What you have to do: What lines in the data below mention the string "green"? Copy them out.

--- Information supplied Enclosed Below ---

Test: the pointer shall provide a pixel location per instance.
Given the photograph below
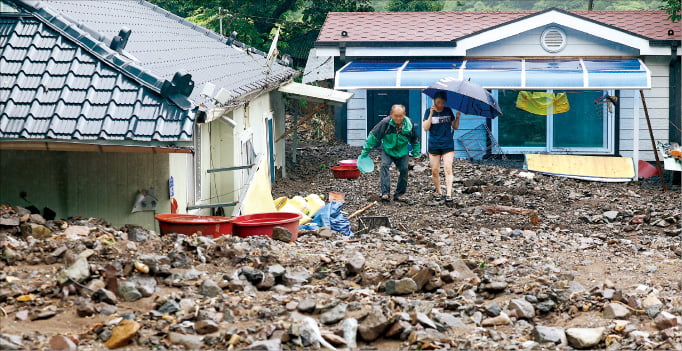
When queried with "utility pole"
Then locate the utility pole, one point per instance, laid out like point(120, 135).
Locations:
point(220, 17)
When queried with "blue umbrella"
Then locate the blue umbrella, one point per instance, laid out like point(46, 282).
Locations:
point(466, 97)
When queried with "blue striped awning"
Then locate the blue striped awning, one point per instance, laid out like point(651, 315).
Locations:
point(513, 74)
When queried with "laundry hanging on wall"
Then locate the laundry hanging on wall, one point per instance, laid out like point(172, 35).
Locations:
point(542, 103)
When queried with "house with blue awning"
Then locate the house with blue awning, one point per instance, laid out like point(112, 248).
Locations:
point(593, 63)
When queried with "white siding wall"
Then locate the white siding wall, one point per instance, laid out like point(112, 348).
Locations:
point(657, 104)
point(357, 118)
point(577, 44)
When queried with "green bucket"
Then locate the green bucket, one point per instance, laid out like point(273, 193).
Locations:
point(365, 164)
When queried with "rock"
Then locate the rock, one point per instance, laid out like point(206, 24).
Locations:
point(397, 328)
point(350, 332)
point(10, 221)
point(122, 333)
point(307, 305)
point(502, 319)
point(309, 331)
point(277, 270)
point(401, 287)
point(37, 231)
point(77, 230)
point(424, 320)
point(373, 325)
point(448, 320)
point(21, 315)
point(210, 288)
point(190, 342)
point(334, 315)
point(107, 310)
point(495, 286)
point(583, 338)
point(78, 271)
point(136, 233)
point(325, 232)
point(420, 275)
point(356, 263)
point(334, 339)
point(493, 309)
point(252, 275)
point(267, 282)
point(169, 307)
point(106, 296)
point(296, 276)
point(205, 327)
point(651, 300)
point(616, 311)
point(552, 335)
point(145, 284)
point(265, 345)
point(281, 234)
point(128, 291)
point(85, 310)
point(523, 308)
point(62, 343)
point(610, 215)
point(179, 259)
point(11, 342)
point(37, 219)
point(665, 320)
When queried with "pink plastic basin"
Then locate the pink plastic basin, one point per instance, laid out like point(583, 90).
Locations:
point(349, 163)
point(264, 223)
point(214, 226)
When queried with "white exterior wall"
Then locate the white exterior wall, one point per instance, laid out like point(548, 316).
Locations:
point(221, 146)
point(357, 118)
point(657, 103)
point(528, 44)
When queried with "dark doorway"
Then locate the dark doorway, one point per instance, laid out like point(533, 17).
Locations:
point(379, 104)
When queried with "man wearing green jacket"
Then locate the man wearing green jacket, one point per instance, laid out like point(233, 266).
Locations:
point(394, 132)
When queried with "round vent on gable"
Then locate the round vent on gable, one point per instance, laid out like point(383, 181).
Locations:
point(553, 39)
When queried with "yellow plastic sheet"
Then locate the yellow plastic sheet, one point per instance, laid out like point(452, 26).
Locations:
point(258, 198)
point(542, 103)
point(597, 168)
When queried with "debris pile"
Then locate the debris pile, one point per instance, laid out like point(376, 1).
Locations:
point(600, 268)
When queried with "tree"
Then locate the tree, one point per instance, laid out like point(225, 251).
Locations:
point(415, 5)
point(672, 8)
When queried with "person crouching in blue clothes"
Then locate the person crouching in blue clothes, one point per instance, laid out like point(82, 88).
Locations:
point(395, 133)
point(441, 122)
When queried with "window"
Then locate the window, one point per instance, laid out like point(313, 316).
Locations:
point(586, 127)
point(519, 128)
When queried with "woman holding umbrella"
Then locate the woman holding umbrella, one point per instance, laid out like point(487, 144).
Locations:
point(440, 122)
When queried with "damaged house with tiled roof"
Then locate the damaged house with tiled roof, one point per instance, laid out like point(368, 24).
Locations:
point(106, 102)
point(596, 60)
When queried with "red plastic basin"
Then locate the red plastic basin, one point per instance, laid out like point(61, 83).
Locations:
point(191, 224)
point(346, 172)
point(264, 223)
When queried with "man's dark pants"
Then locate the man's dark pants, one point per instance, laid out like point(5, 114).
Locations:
point(401, 163)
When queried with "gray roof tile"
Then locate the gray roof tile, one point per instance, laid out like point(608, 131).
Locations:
point(164, 43)
point(55, 88)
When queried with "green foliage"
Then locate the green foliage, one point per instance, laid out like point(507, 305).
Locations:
point(672, 8)
point(415, 5)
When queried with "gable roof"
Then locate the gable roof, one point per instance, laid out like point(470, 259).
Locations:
point(164, 42)
point(58, 82)
point(450, 26)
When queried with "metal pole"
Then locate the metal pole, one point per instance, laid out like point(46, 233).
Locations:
point(653, 142)
point(220, 17)
point(294, 142)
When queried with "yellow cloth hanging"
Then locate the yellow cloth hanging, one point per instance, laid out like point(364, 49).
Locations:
point(542, 103)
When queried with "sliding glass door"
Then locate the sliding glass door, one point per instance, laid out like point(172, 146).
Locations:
point(575, 121)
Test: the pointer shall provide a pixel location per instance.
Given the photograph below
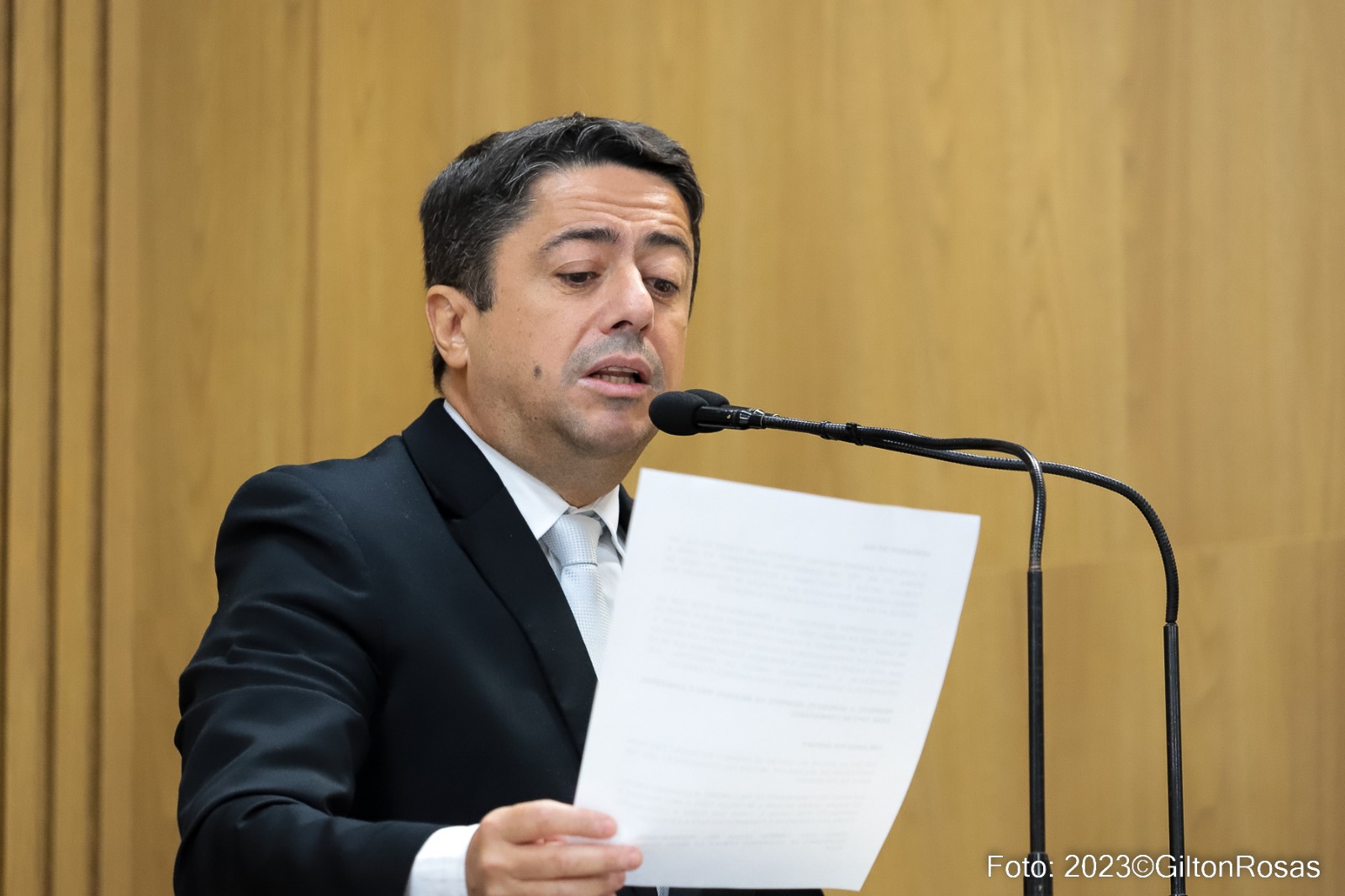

--- End of Enclosed Information supplied ---

Output for this task:
When queried with "green bucket"
Then locate the green bucket, one point per instance, laid out like point(273, 193).
When queried with "man wearing green jacket"
Then locate the man wearing green jacket, one point per instance, laid out like point(233, 266).
When queried with "green foliage"
Then locate the green foliage, one point per instance, laid out like point(507, 305).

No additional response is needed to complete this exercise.